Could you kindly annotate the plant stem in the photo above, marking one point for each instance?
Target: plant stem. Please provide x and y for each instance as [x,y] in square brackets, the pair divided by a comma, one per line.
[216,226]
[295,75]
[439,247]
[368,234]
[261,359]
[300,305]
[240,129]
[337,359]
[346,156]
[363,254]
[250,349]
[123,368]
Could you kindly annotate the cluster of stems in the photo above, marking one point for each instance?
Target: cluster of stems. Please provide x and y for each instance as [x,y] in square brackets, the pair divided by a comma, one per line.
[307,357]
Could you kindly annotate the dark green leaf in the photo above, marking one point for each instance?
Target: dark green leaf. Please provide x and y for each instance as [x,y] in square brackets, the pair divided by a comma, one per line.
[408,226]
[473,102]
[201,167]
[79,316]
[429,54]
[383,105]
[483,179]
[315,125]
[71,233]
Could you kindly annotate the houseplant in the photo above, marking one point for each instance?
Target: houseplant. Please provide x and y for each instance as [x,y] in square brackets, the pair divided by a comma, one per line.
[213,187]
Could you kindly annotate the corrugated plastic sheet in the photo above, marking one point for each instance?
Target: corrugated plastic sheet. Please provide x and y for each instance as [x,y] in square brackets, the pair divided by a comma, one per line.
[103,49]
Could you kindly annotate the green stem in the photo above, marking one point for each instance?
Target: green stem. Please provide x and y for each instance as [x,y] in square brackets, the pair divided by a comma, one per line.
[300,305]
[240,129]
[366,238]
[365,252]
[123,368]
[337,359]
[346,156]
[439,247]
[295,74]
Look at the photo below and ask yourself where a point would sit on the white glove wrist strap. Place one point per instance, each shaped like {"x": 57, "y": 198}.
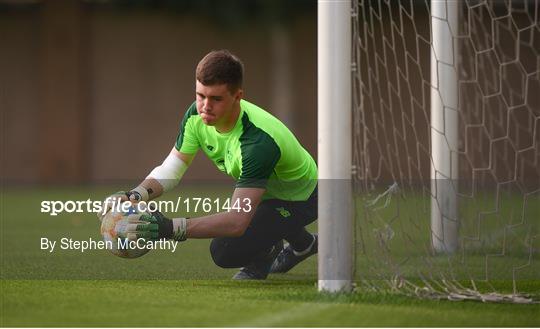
──────────
◆ **EXERCISE TASK**:
Put every line of the records above into a JSON list of strings, one string per line, with blank lines skipped. Leave the pictures out.

◆ **ANSWER TO THE TASK**:
[
  "Could you kindly annotate the plant stem in the photo above, marking one point for each instance?",
  "Target: plant stem. Please provide x and y for each instance as [x,y] in square brackets, the pair divided by a comma, one per line.",
  "[216,226]",
  "[295,75]",
  "[439,247]",
  "[368,234]",
  "[261,359]",
  "[300,305]",
  "[240,129]",
  "[337,359]",
  "[346,156]",
  "[363,254]",
  "[250,349]",
  "[123,368]",
  "Could you kindly annotate the cluster of stems in the photo above, marking one point for each instance?",
  "Target: cluster of stems. Please provide x and y for each instance as [x,y] in square brackets, the pair divided by a comma, one per line.",
  "[307,357]",
  "Could you kindly annotate the dark green leaf in the photo above, marking one point for each instance?",
  "Target: dark green leaf. Please provide x and y for each instance as [x,y] in square brackets, the pair divided by a comma, one per line.",
  "[408,226]",
  "[473,102]",
  "[201,167]",
  "[79,316]",
  "[429,54]",
  "[383,105]",
  "[483,179]",
  "[315,125]",
  "[71,233]",
  "Could you kindly annotate the houseplant in the photo above, marking one point for each instance?",
  "Target: houseplant. Please provide x and y for each instance as [x,y] in square brackets, the pair divided by a comma, one per line.",
  "[213,187]",
  "Could you kindly annotate the corrugated plastic sheet in the photo above, marking one point for each instance?",
  "Target: corrugated plastic sheet. Please provide x and y for each instance as [x,y] in square brackets, the pair divided by a comma, one per line.",
  "[103,49]",
  "Could you kindly annotate the green stem in the photo above, marking one point for each instance?",
  "Target: green stem. Please provide x and y for each instance as [x,y] in square brackets, the pair divided by a comma, one per line.",
  "[300,305]",
  "[240,129]",
  "[366,238]",
  "[365,252]",
  "[123,368]",
  "[337,359]",
  "[346,156]",
  "[439,247]",
  "[295,74]",
  "Look at the photo below and ask yourself where a point would sit on the white glove wrist strap. Place one point per instance, each shaped like {\"x\": 57, \"y\": 198}."
]